[What you need to do]
Copy out the stretch of the listing from the line containing "point: red beaded" through the end of the listing, keeping every line and scaling each answer coordinate by 1.55, rounded to whole numbers with halves going up. Leave the sample coordinates on the "point:" lines unchanged.

BEGIN Listing

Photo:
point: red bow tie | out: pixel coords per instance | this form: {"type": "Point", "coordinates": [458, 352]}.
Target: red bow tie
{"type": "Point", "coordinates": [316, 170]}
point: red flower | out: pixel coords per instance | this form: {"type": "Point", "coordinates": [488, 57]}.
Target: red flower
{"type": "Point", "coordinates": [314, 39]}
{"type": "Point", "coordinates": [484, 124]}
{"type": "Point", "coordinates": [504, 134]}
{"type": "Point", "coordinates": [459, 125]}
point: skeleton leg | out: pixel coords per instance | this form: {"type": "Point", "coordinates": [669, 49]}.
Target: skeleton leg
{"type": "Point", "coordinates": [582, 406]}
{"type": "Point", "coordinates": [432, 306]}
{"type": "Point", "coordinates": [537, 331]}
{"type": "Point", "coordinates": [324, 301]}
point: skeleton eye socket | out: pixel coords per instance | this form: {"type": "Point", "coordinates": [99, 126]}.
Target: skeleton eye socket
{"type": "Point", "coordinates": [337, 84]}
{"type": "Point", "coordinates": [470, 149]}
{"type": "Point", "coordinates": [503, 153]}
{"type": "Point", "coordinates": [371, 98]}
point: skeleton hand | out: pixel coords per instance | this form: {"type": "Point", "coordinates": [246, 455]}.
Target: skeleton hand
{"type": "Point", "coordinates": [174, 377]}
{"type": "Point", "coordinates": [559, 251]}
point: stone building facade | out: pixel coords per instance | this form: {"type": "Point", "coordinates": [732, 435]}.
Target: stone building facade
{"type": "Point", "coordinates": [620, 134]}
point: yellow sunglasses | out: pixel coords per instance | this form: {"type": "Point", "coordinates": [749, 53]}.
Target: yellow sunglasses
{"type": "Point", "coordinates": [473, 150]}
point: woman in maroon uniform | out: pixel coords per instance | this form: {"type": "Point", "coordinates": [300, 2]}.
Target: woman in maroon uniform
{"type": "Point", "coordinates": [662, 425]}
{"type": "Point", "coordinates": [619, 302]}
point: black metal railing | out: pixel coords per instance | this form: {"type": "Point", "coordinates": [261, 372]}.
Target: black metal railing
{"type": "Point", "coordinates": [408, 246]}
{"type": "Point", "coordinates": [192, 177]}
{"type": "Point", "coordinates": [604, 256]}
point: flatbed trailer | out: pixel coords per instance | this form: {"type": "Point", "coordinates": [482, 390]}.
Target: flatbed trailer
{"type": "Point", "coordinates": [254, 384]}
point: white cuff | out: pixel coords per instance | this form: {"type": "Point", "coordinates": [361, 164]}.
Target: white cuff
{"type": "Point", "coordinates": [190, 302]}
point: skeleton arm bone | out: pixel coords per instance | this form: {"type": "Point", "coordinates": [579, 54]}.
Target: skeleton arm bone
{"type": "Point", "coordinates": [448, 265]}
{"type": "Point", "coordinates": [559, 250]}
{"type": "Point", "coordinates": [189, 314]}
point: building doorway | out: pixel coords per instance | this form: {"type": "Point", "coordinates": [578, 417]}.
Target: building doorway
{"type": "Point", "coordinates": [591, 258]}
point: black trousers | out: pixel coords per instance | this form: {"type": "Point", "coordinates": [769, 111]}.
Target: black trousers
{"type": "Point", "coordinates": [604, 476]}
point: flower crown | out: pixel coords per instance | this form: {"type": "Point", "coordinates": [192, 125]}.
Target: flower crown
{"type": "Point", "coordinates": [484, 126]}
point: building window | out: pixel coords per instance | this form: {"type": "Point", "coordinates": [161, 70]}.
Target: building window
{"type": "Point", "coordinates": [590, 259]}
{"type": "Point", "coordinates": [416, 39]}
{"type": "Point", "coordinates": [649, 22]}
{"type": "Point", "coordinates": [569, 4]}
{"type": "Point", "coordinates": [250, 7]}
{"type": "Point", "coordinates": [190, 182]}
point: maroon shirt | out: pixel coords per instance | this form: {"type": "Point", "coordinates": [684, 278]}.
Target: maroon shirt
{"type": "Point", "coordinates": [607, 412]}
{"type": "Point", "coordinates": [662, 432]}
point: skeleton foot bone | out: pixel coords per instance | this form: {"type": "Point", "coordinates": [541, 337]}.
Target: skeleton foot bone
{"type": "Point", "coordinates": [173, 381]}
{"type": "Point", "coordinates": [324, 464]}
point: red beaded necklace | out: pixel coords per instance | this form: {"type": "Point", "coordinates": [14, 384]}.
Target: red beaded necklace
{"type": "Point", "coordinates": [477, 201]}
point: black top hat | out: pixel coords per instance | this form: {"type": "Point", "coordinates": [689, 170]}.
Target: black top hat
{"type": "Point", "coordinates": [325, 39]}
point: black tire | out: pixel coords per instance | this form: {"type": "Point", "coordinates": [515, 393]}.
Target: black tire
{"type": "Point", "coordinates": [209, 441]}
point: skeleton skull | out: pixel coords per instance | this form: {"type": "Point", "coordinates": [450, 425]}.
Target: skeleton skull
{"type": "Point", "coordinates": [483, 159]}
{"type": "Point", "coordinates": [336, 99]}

END Listing

[Solution to this exercise]
point: red beaded necklace | out: pixel coords per instance | this form: {"type": "Point", "coordinates": [14, 384]}.
Target: red beaded necklace
{"type": "Point", "coordinates": [739, 312]}
point: black top hat | out: pixel coords per instance | this form: {"type": "Point", "coordinates": [689, 170]}.
Target: black top hat
{"type": "Point", "coordinates": [504, 60]}
point: black tire | out: pixel coords per instance | this form: {"type": "Point", "coordinates": [515, 393]}.
Target: black tire
{"type": "Point", "coordinates": [324, 684]}
point: skeleton skull | out: pixel coords per instance | this form: {"type": "Point", "coordinates": [450, 425]}.
Target: skeleton skull
{"type": "Point", "coordinates": [749, 246]}
{"type": "Point", "coordinates": [521, 153]}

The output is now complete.